From: jimruttshow8596

The concept of scaling laws helps understand how various aspects of systems change with their size. This framework has been applied to both biological organisms and human settlements like cities, revealing distinct patterns that shape their development and challenges [02:11:15]. Key figures in this research include Jeffrey West and Luis Bettencourt [02:13:17].

Biological Scaling Laws

Biological systems exhibit a phenomenon known as sublinear scaling. This means that as an animal’s mass doubles, its metabolic rate does not double; instead, it increases by approximately 75% (a “three-quarters law”) [03:20:23] [03:23:25]. This principle applies across a vast range of biological systems, including different species, trees, animals, forests, and individual trees [02:46:58] [02:51:53].

The implications of this sublinear scaling are significant, fundamentally shaping how biology works in the world. It influences the size and speed of animals and structures food chains [03:46:51] [03:54:56]. For instance, an elephant is about 20 times less energetic per pound of meat than a mouse [04:07:08]. This rule is ubiquitous across all known biology and cannot be violated [04:19:23] [04:54:55]. While Jeffrey West and his colleagues did not discover this empirical law, they identified the theoretical reasons behind it [04:25:28] [04:31:33].

Some aspects of human systems, such as corporations, also show sublinear scaling. For example, adding more individuals to a large organization does not result in a linear increase in income or revenue; there is an asymptote [05:01:02].

City Scaling Laws

In stark contrast to biological systems, cities exhibit superlinear scaling [05:31:31]. This means that as the population of a city doubles, its GDP per capita, innovation, and other metrics like patents and musical creations increase by approximately 15% (1.15 scaling factor) [05:39:39] [05:53:57] [06:12:16]. Qualitatively, superlinear scaling causes the growth curve to get steeper and steeper, unlike sublinear scaling which bends the curve, slowing down growth [06:24:27]. This makes cities and biological systems diametrically opposite in their underlying mathematical dynamics [06:33:36].

### Exercise goal
Continue the text on scaling laws in biology and cities from the point where it stops.

### Material provided
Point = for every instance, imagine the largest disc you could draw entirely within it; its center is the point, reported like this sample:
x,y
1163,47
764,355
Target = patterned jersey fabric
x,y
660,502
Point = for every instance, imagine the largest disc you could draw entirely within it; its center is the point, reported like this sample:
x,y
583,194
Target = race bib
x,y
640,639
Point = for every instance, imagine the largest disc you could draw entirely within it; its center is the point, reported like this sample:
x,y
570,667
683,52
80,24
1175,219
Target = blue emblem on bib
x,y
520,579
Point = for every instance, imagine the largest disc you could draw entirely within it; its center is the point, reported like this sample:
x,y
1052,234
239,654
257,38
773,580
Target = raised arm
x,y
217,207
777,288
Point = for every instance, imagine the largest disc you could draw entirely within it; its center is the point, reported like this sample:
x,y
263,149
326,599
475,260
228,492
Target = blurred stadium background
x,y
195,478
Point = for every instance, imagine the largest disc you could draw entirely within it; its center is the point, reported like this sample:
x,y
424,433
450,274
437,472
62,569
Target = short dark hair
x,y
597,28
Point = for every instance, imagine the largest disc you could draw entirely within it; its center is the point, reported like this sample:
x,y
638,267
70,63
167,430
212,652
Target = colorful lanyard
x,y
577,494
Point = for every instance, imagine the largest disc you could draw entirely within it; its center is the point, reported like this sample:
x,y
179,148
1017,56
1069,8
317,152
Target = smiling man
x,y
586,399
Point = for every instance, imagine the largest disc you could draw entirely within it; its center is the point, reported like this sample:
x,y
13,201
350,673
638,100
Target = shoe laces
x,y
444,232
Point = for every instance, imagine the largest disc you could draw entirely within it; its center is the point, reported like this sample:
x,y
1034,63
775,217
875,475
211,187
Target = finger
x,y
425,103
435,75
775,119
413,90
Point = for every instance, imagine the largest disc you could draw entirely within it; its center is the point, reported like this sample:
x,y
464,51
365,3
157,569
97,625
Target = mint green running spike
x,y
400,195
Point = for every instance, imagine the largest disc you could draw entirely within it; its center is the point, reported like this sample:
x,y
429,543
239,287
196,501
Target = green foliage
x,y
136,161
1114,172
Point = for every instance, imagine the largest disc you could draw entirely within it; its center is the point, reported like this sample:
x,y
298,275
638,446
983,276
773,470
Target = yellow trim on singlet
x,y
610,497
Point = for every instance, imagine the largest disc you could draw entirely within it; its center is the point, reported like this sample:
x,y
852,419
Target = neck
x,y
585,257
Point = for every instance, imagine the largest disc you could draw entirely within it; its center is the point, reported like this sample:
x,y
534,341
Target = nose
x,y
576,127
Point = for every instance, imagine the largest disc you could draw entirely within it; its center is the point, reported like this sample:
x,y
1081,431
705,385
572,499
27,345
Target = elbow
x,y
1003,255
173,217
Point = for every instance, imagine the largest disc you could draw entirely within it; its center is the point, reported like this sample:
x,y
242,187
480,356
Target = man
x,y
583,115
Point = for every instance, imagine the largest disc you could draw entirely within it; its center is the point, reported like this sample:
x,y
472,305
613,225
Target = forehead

### Output of the task
Connectivity and Information Transfer

This superlinear scaling is hypothesized to be linked to increasing connectivity, analogous to Metcalfe’s Law [06:57:57] [07:02:04]. The core idea is that information transfer, or the “ephemeralization of pattern transmission, formation, and copying,” operates differently from energy transfer [08:17:19] [08:26:28]. For example, inventing calculus requires significant effort, but transmitting that pattern (information) is far less expensive [08:37:39]. This dynamic of information, an “anti-realist regime,” is believed to be the dominant force driving superlinear scaling in cities [09:05:07] [09:16:19].

Historically, mind-to-mind contact primarily required in-person interaction, making embodied collaboration the central driver of civilization and the city [09:29:29] [09:41:41] [15:16:06]. This led to “cosmopolitan urbanism” and even imperialism, as cities expanded to maximize the number of bodies in communication [09:57:57] [10:10:08]. The Roman Empire, for example, functioned as an extended body of the city of Rome, optimizing for population density [11:51:53].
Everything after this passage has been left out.